**Provided data**
- - -
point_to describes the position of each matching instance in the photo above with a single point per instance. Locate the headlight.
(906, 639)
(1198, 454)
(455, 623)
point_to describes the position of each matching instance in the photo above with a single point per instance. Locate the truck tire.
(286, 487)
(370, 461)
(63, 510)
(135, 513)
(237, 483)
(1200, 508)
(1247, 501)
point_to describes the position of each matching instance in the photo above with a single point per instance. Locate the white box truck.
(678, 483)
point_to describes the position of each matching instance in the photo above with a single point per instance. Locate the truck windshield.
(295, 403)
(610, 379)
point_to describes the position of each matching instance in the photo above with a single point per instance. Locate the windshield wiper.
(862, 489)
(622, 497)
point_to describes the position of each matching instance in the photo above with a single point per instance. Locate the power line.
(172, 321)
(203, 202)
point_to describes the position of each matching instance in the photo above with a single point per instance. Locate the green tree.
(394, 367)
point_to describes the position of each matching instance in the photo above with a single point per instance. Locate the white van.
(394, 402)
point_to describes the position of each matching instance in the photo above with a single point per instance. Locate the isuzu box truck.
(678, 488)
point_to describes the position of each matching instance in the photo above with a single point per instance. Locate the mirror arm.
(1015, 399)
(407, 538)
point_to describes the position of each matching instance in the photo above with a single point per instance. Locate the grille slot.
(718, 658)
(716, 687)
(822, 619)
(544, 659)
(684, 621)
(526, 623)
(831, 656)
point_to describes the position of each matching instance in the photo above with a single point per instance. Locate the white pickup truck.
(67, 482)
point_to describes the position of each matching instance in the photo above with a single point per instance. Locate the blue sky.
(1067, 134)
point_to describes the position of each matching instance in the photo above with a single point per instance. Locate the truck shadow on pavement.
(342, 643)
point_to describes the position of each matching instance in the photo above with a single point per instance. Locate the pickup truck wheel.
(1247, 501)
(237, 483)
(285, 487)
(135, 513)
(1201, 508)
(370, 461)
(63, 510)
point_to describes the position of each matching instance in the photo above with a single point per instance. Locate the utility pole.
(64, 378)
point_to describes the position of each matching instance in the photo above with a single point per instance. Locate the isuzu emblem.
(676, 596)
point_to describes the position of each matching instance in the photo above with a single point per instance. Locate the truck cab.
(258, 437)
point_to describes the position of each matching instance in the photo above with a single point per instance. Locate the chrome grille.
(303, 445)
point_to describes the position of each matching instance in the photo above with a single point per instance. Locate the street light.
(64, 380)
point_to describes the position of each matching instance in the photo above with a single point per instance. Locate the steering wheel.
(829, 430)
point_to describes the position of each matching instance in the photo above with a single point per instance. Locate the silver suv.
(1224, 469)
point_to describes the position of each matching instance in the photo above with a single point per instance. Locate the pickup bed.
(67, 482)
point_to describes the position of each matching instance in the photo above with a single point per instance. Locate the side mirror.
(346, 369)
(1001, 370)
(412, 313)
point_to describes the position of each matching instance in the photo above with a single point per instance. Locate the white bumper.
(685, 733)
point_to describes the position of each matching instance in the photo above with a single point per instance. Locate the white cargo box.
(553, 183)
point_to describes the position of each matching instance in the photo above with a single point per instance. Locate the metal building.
- - -
**Assigned task**
The full listing must be copied exactly, every line included.

**Final answer**
point_to describes the position of each matching instance in the photo above with a single point per instance. Locate the headlight.
(906, 639)
(1198, 454)
(455, 623)
point_to describes the position of each matching instance in the photo above with a single point per instance. Locate the truck tire.
(286, 487)
(370, 461)
(63, 510)
(135, 513)
(237, 483)
(1200, 508)
(1247, 501)
point_to describes the position of each matching instance in the photo above with a single point per instance. Locate the white box truck.
(678, 483)
point_to describes the position of each matching instance in the photo above with a single point per instance. Locate the truck windshield.
(295, 403)
(610, 379)
point_to describes the position of each matching instance in the photo above with a single point per instance. Locate the windshield wiper.
(862, 489)
(622, 497)
point_to describes the position of each matching instance in the photo above with a single point per instance. Locate the power line.
(172, 321)
(203, 202)
point_to describes the position of each matching instance in the photo above with a single point per instance. Locate the green tree.
(394, 367)
point_to describes the position of each matching instance in the photo above with a single point per instance. Locate the white van.
(394, 402)
point_to describes the position of each matching instance in the photo above with a single point per instance. Locate the isuzu box truck.
(678, 488)
point_to describes the position of each matching instance in the photo above with a single point per instance. Locate the mirror arm.
(1015, 399)
(407, 538)
point_to describes the position of each matching instance in the photo above with a single point per instance. Locate the grille slot.
(718, 658)
(716, 687)
(822, 619)
(544, 659)
(684, 621)
(526, 623)
(831, 656)
point_to describes the position of each matching instance in the photo above with a single point per instance. Locate the white pickup truck.
(67, 482)
point_to describes the position of each matching instance in the photo above with a single point per instance. Locate the blue sky.
(1067, 134)
point_to describes the position of each matching instance in the photo above with a single point per instance. Locate the truck shadow on pavement.
(342, 643)
point_to describes the position of each matching instance in the photo above with a single point per instance. Locate the pickup truck wheel.
(1247, 501)
(237, 483)
(285, 487)
(135, 513)
(1201, 508)
(370, 461)
(63, 510)
point_to describes the position of each matching instance in the photo above with a single point per instance. Locate the utility pole.
(64, 378)
point_to describes the position of each matching instance in the photo above with a single point per instance. Locate the isuzu emblem.
(676, 596)
point_to describes the position of each matching instance in the photo above with a single point per instance. Locate the truck cab.
(258, 437)
point_to describes the position of each matching instance in the photo above with a single point per instance. Locate the chrome grille.
(303, 445)
point_to describes the position of each matching instance in the photo above with a single point per instance. Locate the street light.
(64, 380)
point_to describes the position of each matching instance in the photo above with a single point per instance. Locate the steering wheel.
(829, 430)
point_to describes the position of each matching instance in the photo above with a single point per instance. Locate the silver suv.
(1224, 469)
point_to describes the position of each matching instance in the photo above with a single point per instance. Locate the pickup bed.
(67, 482)
point_to describes the position of each matching instance in the photo above with a single point per instance. Locate the side mirror.
(346, 369)
(1001, 370)
(412, 313)
point_to describes the position of each matching instance in the photo above with a single point per instance. Locate the white bumper.
(685, 733)
point_to describes the position of each matching instance in the photo above with a single point per instance. Locate the white cargo box.
(553, 183)
point_to describes the position of each matching instance in the photo above with a single point per instance. Locate the metal building.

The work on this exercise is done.